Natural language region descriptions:
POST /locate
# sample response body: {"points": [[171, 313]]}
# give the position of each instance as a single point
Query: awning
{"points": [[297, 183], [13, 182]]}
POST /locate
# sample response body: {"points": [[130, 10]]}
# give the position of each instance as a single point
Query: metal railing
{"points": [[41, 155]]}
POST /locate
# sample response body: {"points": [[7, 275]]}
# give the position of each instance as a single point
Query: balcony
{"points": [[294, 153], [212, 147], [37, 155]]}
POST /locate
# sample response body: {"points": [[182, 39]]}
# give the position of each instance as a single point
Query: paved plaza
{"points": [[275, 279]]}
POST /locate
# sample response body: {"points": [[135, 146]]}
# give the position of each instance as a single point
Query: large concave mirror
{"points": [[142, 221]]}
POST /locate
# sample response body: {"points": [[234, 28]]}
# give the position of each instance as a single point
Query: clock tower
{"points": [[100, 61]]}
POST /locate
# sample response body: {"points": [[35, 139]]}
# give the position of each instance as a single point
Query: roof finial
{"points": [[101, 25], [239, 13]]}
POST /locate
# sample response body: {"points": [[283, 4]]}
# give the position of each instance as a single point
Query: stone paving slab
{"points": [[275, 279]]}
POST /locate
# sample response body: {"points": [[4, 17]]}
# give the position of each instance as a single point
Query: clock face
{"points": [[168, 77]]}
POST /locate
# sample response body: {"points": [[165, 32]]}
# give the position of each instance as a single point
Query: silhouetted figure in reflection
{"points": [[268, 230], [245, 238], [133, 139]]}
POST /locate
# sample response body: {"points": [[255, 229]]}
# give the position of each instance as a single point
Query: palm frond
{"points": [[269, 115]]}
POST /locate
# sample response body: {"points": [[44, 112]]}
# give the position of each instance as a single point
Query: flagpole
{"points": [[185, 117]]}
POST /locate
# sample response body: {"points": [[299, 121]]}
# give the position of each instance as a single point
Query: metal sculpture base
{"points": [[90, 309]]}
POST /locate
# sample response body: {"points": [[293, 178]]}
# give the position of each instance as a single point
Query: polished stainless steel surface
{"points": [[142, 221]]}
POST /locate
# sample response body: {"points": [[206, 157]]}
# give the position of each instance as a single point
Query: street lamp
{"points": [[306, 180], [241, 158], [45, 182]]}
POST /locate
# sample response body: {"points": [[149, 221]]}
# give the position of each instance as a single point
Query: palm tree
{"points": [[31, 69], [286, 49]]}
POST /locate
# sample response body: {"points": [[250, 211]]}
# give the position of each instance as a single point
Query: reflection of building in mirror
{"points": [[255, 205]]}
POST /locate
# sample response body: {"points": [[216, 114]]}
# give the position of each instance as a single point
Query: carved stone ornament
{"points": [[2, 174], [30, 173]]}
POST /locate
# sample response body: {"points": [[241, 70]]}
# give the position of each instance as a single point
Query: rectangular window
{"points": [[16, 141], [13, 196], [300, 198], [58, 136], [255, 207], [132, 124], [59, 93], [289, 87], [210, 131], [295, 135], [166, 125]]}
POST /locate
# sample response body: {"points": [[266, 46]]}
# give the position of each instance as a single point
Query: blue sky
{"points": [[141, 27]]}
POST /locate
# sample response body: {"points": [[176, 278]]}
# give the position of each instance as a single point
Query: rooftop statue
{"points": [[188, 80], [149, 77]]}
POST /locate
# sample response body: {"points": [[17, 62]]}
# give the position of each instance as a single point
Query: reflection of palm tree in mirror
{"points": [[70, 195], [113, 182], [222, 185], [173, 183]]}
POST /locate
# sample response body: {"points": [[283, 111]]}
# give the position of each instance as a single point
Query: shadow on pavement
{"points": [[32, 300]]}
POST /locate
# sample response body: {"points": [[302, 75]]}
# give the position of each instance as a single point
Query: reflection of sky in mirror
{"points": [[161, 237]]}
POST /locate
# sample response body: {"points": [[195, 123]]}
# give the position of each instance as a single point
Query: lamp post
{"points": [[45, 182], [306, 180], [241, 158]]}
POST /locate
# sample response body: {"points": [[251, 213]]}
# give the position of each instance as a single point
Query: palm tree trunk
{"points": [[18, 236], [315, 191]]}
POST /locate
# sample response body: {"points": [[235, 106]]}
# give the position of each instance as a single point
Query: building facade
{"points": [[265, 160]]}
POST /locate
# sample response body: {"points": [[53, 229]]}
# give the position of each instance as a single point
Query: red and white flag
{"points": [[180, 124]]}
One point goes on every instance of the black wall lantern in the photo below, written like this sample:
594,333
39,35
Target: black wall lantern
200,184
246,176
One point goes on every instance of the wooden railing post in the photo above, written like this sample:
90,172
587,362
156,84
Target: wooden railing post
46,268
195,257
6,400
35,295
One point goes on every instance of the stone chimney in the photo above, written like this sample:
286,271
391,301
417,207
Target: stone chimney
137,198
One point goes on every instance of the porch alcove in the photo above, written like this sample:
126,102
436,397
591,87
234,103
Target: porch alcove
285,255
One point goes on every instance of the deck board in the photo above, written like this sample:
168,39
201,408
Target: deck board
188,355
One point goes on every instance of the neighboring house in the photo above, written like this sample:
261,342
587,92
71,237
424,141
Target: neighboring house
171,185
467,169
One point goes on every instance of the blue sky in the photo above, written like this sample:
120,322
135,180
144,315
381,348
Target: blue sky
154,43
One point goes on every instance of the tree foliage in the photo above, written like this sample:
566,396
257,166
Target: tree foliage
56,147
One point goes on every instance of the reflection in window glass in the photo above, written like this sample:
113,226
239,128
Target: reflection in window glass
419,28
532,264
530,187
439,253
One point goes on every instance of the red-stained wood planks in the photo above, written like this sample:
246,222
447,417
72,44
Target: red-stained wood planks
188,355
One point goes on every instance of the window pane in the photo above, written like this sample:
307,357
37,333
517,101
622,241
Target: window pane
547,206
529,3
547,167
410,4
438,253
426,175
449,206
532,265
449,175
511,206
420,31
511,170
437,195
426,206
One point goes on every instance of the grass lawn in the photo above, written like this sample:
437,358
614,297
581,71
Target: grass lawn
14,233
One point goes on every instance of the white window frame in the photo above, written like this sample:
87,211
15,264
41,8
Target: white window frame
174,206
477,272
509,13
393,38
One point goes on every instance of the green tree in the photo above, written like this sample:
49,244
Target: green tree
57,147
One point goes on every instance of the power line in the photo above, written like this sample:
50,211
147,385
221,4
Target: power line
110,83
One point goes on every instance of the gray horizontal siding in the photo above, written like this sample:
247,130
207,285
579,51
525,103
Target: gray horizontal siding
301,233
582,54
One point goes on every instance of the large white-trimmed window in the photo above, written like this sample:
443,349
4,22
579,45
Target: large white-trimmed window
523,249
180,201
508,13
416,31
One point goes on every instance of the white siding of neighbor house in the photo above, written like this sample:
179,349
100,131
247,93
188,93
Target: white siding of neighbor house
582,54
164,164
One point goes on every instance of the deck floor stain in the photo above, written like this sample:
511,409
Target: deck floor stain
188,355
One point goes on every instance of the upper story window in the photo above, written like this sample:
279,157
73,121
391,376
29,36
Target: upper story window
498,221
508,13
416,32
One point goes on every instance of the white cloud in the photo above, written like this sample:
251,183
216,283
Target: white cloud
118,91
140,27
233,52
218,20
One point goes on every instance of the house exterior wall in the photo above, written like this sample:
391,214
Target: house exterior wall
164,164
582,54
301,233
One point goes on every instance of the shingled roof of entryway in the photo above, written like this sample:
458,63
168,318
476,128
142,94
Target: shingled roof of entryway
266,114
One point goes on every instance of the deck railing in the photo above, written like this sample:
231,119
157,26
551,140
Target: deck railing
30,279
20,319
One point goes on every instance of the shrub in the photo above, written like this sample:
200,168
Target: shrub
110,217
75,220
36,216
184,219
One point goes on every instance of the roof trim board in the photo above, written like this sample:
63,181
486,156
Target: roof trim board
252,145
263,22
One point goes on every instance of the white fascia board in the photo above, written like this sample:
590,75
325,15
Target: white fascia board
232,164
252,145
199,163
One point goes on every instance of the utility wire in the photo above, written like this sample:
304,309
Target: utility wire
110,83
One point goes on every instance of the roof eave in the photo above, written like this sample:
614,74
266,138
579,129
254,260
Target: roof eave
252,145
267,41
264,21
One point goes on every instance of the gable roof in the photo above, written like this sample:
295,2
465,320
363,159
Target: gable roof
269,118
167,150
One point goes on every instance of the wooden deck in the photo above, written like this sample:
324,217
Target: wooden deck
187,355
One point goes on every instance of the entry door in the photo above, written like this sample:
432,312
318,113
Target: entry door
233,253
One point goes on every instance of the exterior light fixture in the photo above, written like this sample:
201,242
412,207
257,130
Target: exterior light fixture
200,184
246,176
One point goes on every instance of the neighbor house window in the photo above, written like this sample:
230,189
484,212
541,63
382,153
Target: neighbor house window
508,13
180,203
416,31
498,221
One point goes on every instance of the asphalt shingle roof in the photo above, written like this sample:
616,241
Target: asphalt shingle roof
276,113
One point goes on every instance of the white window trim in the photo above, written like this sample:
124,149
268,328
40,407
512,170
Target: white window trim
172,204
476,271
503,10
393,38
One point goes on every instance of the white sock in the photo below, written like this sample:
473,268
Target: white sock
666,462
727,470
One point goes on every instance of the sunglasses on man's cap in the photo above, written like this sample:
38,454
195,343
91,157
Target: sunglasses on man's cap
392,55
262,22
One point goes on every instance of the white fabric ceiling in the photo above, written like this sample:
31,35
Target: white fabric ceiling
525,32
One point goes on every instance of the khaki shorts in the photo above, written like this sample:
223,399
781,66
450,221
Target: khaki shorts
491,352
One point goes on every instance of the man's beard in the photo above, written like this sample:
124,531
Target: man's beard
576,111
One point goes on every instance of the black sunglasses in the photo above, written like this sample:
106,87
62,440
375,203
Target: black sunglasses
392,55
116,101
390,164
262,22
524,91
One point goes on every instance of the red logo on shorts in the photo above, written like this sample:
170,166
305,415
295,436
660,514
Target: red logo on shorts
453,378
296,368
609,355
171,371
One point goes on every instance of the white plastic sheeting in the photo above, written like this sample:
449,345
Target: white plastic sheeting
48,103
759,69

INSTRUCTIONS TO FOLLOW: Your answer must be the line with "One point goes on every instance of the white sock" and all lines after it through the final line of the entries, copied exactly and with nothing added.

RESPONSE AREA:
One point goes on every instance of the white sock in the photo below, written like this sample:
473,268
Target: white sock
666,462
727,470
One point goes on every instance of the sunglasses on man's cap in the photo above, written like this sample:
38,454
195,343
91,157
Target: sunglasses on man's cap
392,55
262,22
One point goes on every instance of the white fabric ceiling in the photo above, written like this sample:
31,35
Target: white fabric ceiling
525,32
One point goes on every instance of the khaki shorts in the photo above, written like this sample:
223,399
781,66
450,221
Target: khaki shorts
491,352
One point goes on every instance of the man's beard in the photo above, written like this sample:
124,531
Target: man's beard
576,111
One point goes on every instance of the black sunglasses in the photo above, written like this sample:
106,87
62,440
375,203
Target: black sunglasses
392,55
116,101
390,164
262,22
524,91
One point goes on every instance of the red logo on shorts in the photo above, written like this sample:
170,166
305,415
295,436
660,514
Target: red logo on shorts
453,378
296,368
609,355
171,371
One point goes on every instance of the white plastic sheeting in the photo above, written like this sample:
449,345
Target: white plastic sheeting
48,103
759,69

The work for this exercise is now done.